**WHAT TO PRODUCE**: How many lines in the items below contain the word "tree"? Reply with the number alone.

-=-=-=-=-

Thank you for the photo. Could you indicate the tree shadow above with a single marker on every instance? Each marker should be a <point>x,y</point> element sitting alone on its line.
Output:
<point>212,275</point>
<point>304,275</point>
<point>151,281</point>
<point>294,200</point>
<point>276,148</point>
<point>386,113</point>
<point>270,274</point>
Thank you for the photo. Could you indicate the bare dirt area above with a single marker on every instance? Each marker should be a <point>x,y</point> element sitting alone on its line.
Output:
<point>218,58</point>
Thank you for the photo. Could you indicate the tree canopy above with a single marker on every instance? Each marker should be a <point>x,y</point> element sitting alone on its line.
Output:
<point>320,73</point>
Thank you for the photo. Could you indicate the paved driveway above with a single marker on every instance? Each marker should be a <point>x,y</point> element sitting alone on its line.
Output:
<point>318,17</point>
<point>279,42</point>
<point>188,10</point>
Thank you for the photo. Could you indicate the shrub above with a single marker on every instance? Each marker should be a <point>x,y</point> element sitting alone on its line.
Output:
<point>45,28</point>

-=-=-=-=-

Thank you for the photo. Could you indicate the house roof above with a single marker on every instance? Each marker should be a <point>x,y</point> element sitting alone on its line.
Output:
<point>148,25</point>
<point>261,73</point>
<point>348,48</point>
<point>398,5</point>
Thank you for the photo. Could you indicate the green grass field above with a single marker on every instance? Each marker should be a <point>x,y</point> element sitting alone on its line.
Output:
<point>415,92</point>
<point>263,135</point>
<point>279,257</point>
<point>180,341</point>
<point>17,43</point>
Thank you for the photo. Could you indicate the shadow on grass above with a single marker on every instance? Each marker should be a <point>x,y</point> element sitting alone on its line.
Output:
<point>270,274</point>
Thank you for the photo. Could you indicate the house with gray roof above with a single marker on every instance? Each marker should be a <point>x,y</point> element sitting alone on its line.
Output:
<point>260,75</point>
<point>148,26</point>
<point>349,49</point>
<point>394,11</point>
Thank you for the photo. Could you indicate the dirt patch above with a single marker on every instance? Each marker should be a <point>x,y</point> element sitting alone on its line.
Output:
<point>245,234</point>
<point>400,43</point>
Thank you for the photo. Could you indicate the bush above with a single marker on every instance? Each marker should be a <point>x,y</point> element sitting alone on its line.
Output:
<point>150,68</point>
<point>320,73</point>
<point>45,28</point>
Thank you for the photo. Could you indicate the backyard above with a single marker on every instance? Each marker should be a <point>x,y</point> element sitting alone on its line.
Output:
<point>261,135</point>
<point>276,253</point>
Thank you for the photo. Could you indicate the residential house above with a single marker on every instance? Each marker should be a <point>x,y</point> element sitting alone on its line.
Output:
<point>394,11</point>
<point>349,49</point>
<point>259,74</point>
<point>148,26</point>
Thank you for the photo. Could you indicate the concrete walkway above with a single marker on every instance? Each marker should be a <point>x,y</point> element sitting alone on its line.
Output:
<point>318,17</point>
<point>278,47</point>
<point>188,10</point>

-=-=-=-=-

**WORKED SOLUTION**: 2